Houston Rushes to Bury Auto Repair Shops in Red Tape

In the interest of protecting the consumer, the City of Houston is rushing to enact an ordinance to regulate the automotive repair and service industry.  This would regulate every type of business that touches a car whether it’s a body shop, an independent auto repair shop, a dealership or a big store like Wal-Mart.

While this ordinance has good intentions, it paints the entire industry with one stroke. The proposed ordinance stems from an effort to eliminate a problem which comes from a small percentage of unscrupulous collision repair shops comprising one segment of the automotive repair trade.  This attempt at a solution will wrap an already difficult business in more red tape.

Customer satisfaction is our top priority.  As repair professionals we want to have a successful business, but we know to do that we have to do our jobs correctly, honestly, and quickly.   This proposal to regulate our industry like recently passed laws to regulate others comes at an economically difficult time. It also sends the message to those of us that have been running an honest business that we are not to be trusted.

There are already state laws that automotive repair facilities abide by.  For example, the State of Texas requires auto repair facilities to acquire two signatures to authorize work, operate the vehicle, and to inform consumers regarding the mechanic lien laws. Every day in Houston, in approximately 3000 auto repair facilities, technicians are changing oil, mounting tires, repairing transmissions, fixing brakes, performing state inspections, restoring wrecked vehicles to about 30,000 cars.

There are some good features for the consumer in this ordinance.

On the good side the ordinance will require all auto repair facilities in Houston to post their license number on their advertising and invoices so that the consumer will know who is and who is not a city licensed repair facility.

It will also require auto repair facilities to carry a minimum amount of liability insurance.  Currently, there is no local or state law that requires a repair shop to have insurance. In an uninsured shop, the car owner is liable for anything the garage owner does with their car.  Good shops already purchase insurance, but virtually all shops that lack integrity will also lack insurance.

Giving approval over the phone for any collision work will be illegal and limits will be placed on certain fees charged by collision shops. There is a good reason for this. Repairs resulting from accidents usually cost thousands of dollars.  While we are hesitant to say that the city should set pricing for any private business transaction, we agree every approval for collision repair should be in writing.

The rest of the ordinance is pages and pages that regulate how records will be kept, how repair shops may gain approvals from customers and sets out penalties that can criminalize honest mistakes and rack up fines to benefit the City.

Here is some of what is proposed.

(GIVEN TASK): Please write the next part of the article about Houston's proposed auto repair ordinance, starting after its final line, "Here is some of what is proposed." The data after this point isn't needed.

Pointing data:
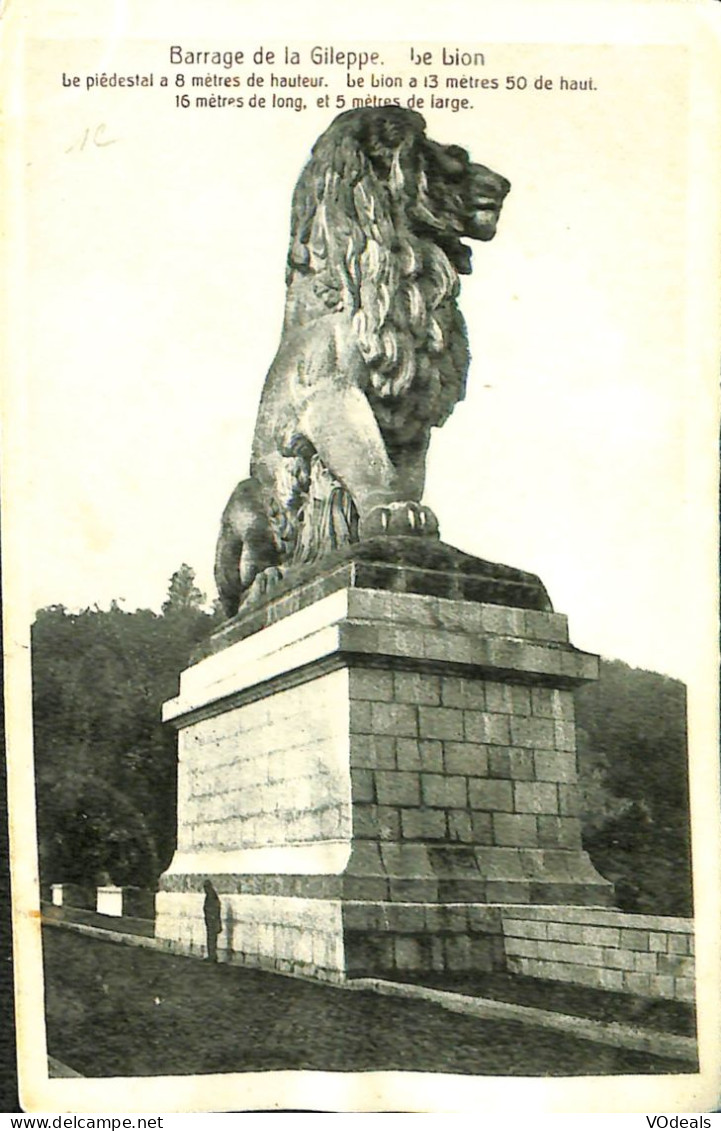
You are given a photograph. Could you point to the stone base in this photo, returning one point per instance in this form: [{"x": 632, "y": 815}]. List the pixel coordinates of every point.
[{"x": 371, "y": 754}]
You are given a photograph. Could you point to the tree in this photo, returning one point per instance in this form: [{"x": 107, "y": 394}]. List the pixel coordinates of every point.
[
  {"x": 105, "y": 763},
  {"x": 634, "y": 775},
  {"x": 183, "y": 595}
]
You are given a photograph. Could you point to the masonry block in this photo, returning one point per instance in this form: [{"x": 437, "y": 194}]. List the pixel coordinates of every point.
[{"x": 377, "y": 752}]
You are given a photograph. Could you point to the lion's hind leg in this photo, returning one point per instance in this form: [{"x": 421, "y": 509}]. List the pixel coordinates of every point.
[{"x": 245, "y": 545}]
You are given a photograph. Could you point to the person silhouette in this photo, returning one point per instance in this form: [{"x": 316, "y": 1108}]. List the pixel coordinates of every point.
[{"x": 212, "y": 915}]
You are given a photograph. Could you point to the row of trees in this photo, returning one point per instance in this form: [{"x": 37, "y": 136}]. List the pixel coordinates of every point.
[{"x": 106, "y": 766}]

(REPLY TO THE TASK):
If this new law takes effect, phone approvals for mechanical work will be allowed only if the customer provides a third signature permitting  an estimate either to be given orally, in person, or over the phone. Records of that approval have to be maintained for two years.   Automotive professionals are concerned about this for a few reasons.

Our main concern is that if your car is towed in to a mechanical shop, we can’t even look at the car until you come in, fax or email a signature.  If you are business owner with a fleet account, you will have to email, fax or come to the shop to give approval of authorization or to sign a waiver.  This will slow down the repair process and be an inconvenience for everyone involved.

Mechanical work is entirely different from collision. It differs in that it’s quick, less costly, and customers depend on our efficiency so they can get back to and from home.

The City’s proposal will slow down this repair process.  If it sounds complicated, it will be even worse when customers are confronted with the legalese. If they refuse to sign the waiver authorizing estimates by phone, the customer will have to return to the shop, find a fax machine or send an email.

While the Automotive Service Association (ASA) fully supports efforts to root out bad players in our industry, we believe this ordinance over-regulates and will be a burden to our customers who don’t own fax machines, e-mail or have a second car to come back to the shop for a signature, business customers who have fleets, and towed-in vehicles. This is going to affect senior citizens, the disabled, those with lower incomes, and those who depend on one vehicle the most.

Another provision is that no authorizations are required for repairs under $100.  As long as your bill is $99.99, the repair shop does not need your permission to make repairs or perform maintenance on your vehicle.  Our concern is that if you are dropping off your car for an oil change and the technician calls because he determines your coolant needs to be flushed, it will exceed a $100.  Then, you will have a delay in repair if you did not sign the waiver–even though we still have the two signatures from the state. This provision seems unnecessary and could lead to confusion and abuse.

If a shop neglects to put the license plate number, vehicle identification number, or mileage on a work order, or records it inaccurately, it could result in a criminal misdemeanor with a $200 to $500 fine.

Why do the Mayor and some members of City Council feel this ordinance is needed?

The Automotive Service Association was told it was necessary because there were some bad body shops taking advantage of insurance companies, resulting in a rise of insurance premiums.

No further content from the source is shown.